• Complete the following
1. Answer these questions from the passage on British austerity, one answer a line:
(a) By how much did the British economy shrink in the final quarter of 2010?
(b) At what rate was the British economy contracting in the last quarter of 2011?
(c) For how many days did young people set London on fire last August?
2. Restate the passage on British austerity from "Unfortunately for our" up to and including "around an economy.", renaming "austerity" as "budget cutting" throughout.
3. List every period for which the passage on British austerity reports how the British economy performed or was forecast to perform.

• Extract to read
########

President Obama said the state of our union is “getting stronger”.
Unfortunately for our neighbors across the pond - the same can’t be said about the United Kingdom - and a half-dozen or so other European countries as well.
It’s been more than a year and a half since David Cameron and his Conservative Party rose to power in the U.K. on a platform of bringing austerity - spending cuts and government layoffs - to a nation fighting a recession and mounting debt.
You know - that same kind of austerity that Republicans here are trying to bring to the United States with massive budget cuts.
After a year and a half - the results are in - austerity flat-out doesn’t work.
Let’s just look at the numbers.
In the final quarter of 2010 - when Cameron’s austerity agenda went into effect - the British economy shrank by a half percent.
Then it rebounded slightly in the first three quarters of 2011 - but not exactly the type of growth that could turn around an economy.
And now today we learned that in the last quarter of 2011 - the British economy is once again going backwards - contracting at two-tenths of a percent.
The IMF slashed economic growth forecasts for the UK in 2012 - and more and more Brits are turning against Cameron’s austerity.
That was on clear display last August - when young people who couldn’t find a job and were watching the British social safety net fray - decided to set London on fire for five straight days.

########

• Material shown

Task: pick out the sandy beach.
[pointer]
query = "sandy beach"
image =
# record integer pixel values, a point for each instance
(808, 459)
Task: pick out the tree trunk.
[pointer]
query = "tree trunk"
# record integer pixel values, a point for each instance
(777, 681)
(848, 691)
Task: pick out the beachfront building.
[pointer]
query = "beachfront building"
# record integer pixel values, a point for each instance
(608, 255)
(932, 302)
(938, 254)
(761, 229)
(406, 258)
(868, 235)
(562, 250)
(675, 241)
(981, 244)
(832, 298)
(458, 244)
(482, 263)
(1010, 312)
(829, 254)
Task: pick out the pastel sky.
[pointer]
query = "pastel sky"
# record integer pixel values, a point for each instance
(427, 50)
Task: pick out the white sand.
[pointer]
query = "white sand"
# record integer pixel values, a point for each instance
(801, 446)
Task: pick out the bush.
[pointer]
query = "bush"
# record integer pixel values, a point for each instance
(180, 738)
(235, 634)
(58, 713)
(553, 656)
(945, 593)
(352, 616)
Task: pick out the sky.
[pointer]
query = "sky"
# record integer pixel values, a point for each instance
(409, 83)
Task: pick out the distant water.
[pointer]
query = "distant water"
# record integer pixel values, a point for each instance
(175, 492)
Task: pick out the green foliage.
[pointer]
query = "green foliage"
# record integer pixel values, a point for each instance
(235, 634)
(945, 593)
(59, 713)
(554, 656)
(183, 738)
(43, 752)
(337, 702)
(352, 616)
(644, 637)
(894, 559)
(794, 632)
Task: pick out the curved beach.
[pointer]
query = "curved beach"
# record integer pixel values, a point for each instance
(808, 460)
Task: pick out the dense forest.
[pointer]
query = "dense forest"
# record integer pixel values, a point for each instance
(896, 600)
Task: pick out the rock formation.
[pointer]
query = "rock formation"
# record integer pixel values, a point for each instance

########

• The answers
1.
(a) By a half percent.
(b) At two-tenths of a percent.
(c) For five straight days.

2.
Unfortunately for our neighbors across the pond - the same can’t be said about the United Kingdom - and a half-dozen or so other European countries as well.
It’s been more than a year and a half since David Cameron and his Conservative Party rose to power in the U.K. on a platform of bringing budget cutting - spending cuts and government layoffs - to a nation fighting a recession and mounting debt.
You know - that same kind of budget cutting that Republicans here are trying to bring to the United States with massive budget cuts.
After a year and a half - the results are in - budget cutting flat-out doesn’t work.
Let’s just look at the numbers.
In the final quarter of 2010 - when Cameron’s budget cutting agenda went into effect - the British economy shrank by a half percent.
Then it rebounded slightly in the first three quarters of 2011 - but not exactly the type of growth that could turn around an economy.

3.
- The final quarter of 2010
- The first three quarters of 2011
- The last quarter of 2011
- 2012